======== Information shown ========
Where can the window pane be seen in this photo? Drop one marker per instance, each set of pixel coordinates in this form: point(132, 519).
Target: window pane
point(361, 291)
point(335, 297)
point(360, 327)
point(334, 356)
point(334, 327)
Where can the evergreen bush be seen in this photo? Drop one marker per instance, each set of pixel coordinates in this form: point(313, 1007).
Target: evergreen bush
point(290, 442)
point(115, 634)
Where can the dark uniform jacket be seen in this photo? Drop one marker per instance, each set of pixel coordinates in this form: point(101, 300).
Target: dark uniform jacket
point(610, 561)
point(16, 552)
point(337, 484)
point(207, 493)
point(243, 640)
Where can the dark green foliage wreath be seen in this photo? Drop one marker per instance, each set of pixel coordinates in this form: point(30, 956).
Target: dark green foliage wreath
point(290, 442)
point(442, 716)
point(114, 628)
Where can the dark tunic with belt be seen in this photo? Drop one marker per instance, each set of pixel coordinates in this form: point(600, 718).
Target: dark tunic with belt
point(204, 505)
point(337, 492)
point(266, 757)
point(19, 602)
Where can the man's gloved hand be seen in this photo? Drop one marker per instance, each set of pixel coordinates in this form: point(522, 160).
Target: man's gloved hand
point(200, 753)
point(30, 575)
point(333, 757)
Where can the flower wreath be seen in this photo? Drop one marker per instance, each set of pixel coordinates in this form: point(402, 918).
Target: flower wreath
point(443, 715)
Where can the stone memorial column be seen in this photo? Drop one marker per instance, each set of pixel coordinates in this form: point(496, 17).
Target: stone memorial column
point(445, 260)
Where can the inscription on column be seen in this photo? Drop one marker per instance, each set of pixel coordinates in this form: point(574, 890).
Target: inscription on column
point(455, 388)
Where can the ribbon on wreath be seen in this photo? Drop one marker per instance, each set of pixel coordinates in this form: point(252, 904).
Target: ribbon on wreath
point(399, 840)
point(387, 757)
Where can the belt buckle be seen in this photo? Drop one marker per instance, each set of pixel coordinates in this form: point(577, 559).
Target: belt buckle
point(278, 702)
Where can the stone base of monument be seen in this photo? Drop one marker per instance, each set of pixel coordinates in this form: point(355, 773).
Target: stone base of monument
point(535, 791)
========
→ The problem: Please put every line of the data above into a numbered list, leaving out any blank lines.

→ Reply:
1. Where can the window pane be seen in this photo? Drop one marker per instance, each set of pixel coordinates in this form: point(132, 519).
2. Target: window pane
3. point(361, 291)
4. point(335, 297)
5. point(360, 327)
6. point(334, 356)
7. point(334, 327)
8. Where can the evergreen bush be seen in this photo? Drop one marker per instance, each set of pixel coordinates in this form: point(313, 1007).
9. Target: evergreen bush
10. point(290, 442)
11. point(115, 634)
12. Where can the dark uniform jacket be seen in this photo? Drop one marker per instance, each set of pixel coordinates in this form: point(101, 300).
13. Target: dark uniform jacket
14. point(610, 561)
15. point(16, 552)
16. point(337, 484)
17. point(207, 493)
18. point(243, 640)
19. Where can the dark green foliage wreath be seen in this photo? Drop one marker per instance, each set of pixel coordinates in this form: point(30, 956).
20. Target: dark green foliage wreath
21. point(290, 442)
22. point(442, 716)
23. point(114, 628)
24. Where can the dark tunic with belt be seen in this photo? Drop one marker per instance, each set of pixel coordinates in this form: point(600, 718).
25. Target: dark tunic with belt
26. point(204, 505)
27. point(337, 492)
28. point(266, 757)
29. point(19, 602)
30. Where can the man's gloved hand be seen in this photo? Drop one marker per instance, each set of pixel coordinates in this form: point(522, 160).
31. Target: man's gloved hand
32. point(200, 753)
33. point(30, 575)
34. point(333, 757)
35. Where can the flower wreath be seen in this photo? Drop one marker per instance, each set of pixel coordinates in this form: point(402, 918).
36. Target: flower wreath
37. point(443, 715)
38. Where can the stone memorial column be seen in this photo? Drop one marker per instance, each set of pixel coordinates in this form: point(496, 17).
39. Target: stone memorial column
40. point(445, 260)
41. Where can the inscription on column be seen in this photo? Drop one marker per instance, each set of pixel coordinates in this form: point(574, 890).
42. Target: inscription on column
43. point(455, 388)
44. Where can the ribbon on wreath be seen in this photo? Drop one marker per instance, each set of pixel coordinates in this form: point(252, 904).
45. Target: ribbon on wreath
46. point(399, 840)
47. point(387, 757)
48. Where can the belt buckle be seen in this photo? Drop one marker per instance, each set of pixel coordinates in this form: point(577, 559).
49. Target: belt buckle
50. point(278, 702)
51. Where can the stone base of monument be seen in this photo? Drop one marker per instance, each set of pixel coordinates in this form: point(355, 773).
52. Target: stone base of monument
53. point(535, 791)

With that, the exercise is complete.